• _What is being asked_: Emit the entire listing verbatim.

• _Data to use_:
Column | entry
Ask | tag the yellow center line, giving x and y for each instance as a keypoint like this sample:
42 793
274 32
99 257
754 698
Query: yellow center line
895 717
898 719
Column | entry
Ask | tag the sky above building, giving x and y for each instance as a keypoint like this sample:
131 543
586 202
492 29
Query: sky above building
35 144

• _Result for this task_:
Column | entry
Ask | tag the yellow center line, giving x and y for each instance as a keypoint like this sample:
42 793
274 32
99 257
754 698
Query: yellow center line
895 717
898 719
Column | entry
Ask | tag the sky above building, giving x and y for each instance as a keypoint like this sample:
131 543
586 202
492 29
Query: sky above building
35 144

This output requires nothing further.